◆ Exercise instructions ◆
Copy word for word the lines of the data below, starting at the line that contains "For the benchmark, spot each instance of the snake scale" and ending at the last line of the data.

Start of Supplied material

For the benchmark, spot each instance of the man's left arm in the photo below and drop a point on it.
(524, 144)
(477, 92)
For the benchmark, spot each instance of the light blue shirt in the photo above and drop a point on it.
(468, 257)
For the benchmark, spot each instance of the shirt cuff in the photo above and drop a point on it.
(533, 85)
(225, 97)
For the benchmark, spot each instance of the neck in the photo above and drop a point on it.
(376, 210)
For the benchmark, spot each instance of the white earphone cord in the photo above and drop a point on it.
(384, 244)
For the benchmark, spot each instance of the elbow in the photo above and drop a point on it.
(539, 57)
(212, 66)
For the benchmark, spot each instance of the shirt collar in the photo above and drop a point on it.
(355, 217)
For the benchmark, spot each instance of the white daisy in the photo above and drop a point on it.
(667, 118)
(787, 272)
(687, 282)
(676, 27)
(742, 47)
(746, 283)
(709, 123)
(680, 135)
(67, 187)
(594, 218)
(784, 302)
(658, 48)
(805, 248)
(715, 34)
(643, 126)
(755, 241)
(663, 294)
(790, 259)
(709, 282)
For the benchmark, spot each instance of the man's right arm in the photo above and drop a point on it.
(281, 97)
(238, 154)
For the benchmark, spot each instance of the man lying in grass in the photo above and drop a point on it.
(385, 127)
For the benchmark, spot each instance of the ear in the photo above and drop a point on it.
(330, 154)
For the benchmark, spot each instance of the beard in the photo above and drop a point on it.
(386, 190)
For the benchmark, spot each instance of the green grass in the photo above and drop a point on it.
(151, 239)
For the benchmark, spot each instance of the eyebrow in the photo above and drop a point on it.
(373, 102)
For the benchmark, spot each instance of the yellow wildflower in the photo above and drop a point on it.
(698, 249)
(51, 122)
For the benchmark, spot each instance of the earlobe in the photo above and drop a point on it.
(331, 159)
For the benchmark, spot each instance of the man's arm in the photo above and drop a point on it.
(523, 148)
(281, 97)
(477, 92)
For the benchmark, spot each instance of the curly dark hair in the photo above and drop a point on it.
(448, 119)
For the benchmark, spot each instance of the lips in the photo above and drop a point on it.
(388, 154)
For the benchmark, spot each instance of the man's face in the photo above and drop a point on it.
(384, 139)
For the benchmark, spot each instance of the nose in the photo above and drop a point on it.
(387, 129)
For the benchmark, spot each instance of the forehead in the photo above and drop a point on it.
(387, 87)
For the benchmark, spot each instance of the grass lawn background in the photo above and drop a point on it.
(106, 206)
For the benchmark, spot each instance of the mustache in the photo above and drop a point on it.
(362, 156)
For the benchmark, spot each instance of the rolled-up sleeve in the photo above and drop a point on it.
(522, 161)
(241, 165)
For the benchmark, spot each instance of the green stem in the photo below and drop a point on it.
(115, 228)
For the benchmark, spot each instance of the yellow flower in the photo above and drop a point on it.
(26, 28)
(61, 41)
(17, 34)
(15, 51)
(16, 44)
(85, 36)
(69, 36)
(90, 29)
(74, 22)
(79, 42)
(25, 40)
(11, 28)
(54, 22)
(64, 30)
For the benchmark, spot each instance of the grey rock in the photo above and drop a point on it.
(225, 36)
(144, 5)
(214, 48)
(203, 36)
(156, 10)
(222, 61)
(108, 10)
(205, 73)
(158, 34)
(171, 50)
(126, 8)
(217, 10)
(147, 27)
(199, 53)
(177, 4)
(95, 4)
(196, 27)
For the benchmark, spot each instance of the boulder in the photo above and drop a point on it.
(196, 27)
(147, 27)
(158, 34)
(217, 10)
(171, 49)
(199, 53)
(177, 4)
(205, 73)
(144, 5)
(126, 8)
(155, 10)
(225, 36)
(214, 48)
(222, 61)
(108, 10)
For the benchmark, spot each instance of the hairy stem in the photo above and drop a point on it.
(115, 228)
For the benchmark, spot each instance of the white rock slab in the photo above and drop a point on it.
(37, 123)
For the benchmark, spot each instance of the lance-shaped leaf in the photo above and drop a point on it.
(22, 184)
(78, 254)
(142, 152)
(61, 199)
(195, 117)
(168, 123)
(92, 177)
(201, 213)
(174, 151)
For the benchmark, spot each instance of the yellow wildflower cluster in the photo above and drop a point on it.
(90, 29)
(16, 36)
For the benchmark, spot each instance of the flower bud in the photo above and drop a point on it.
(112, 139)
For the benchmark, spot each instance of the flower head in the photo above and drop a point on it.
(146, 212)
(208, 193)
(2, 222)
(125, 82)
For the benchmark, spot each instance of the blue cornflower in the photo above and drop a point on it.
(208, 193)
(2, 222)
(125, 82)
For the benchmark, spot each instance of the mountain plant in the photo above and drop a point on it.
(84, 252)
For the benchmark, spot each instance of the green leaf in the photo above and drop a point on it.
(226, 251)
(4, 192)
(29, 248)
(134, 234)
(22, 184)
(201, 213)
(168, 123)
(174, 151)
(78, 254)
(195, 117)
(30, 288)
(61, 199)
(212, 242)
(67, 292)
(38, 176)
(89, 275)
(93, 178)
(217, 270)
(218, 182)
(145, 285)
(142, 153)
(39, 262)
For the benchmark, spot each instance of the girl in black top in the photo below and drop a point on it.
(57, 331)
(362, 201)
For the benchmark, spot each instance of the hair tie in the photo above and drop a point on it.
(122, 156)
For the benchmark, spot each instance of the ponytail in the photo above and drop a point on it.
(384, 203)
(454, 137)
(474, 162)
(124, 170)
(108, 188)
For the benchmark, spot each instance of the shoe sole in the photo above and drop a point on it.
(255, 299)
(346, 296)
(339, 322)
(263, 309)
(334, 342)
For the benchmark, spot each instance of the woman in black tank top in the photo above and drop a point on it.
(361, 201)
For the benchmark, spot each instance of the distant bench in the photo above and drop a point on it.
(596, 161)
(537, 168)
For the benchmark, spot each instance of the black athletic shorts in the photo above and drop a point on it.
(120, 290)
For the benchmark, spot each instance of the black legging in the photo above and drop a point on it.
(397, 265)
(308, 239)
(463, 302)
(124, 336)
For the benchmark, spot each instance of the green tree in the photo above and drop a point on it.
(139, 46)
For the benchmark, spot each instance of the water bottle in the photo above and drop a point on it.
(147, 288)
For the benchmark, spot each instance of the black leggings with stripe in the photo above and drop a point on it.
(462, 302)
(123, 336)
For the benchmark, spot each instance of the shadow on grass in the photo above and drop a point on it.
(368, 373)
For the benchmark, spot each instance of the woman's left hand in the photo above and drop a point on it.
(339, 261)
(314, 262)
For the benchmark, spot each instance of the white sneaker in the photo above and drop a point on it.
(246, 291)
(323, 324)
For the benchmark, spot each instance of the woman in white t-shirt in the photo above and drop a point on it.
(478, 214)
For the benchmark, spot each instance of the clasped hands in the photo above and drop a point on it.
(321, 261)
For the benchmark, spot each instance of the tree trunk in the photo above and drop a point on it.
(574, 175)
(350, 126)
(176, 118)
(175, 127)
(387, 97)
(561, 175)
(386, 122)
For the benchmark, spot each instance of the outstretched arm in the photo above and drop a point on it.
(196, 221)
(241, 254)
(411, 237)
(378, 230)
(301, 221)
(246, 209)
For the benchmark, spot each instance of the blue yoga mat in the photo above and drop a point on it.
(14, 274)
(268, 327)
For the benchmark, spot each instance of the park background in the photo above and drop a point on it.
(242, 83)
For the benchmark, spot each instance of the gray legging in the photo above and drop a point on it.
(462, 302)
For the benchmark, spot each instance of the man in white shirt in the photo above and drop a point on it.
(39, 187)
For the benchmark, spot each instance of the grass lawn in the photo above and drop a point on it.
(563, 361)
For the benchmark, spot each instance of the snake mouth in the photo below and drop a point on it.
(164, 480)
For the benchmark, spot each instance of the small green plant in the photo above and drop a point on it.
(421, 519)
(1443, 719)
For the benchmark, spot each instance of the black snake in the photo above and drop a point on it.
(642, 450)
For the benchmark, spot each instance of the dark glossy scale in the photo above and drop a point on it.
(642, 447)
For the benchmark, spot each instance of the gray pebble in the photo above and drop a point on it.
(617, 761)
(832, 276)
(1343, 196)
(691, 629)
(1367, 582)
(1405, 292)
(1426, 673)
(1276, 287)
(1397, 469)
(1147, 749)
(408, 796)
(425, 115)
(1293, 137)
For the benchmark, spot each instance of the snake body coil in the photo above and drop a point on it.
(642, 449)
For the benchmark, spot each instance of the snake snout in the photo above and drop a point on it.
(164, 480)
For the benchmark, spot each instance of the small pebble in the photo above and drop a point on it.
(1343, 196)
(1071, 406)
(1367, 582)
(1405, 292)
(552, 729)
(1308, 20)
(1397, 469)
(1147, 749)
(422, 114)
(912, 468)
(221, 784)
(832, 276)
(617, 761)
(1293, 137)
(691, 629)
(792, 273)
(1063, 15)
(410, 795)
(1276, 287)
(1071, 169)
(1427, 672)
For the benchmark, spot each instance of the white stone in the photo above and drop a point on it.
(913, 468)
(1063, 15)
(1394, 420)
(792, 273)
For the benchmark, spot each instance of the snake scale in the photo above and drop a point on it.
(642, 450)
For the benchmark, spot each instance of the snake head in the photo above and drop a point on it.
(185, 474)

End of Supplied material

◆ Output below ◆
For the benchmark, spot each instance of the snake scale in the photo above and drop a point on it.
(642, 450)
For the benchmark, spot each instance of the snake head in the photo above and drop a point on it.
(185, 474)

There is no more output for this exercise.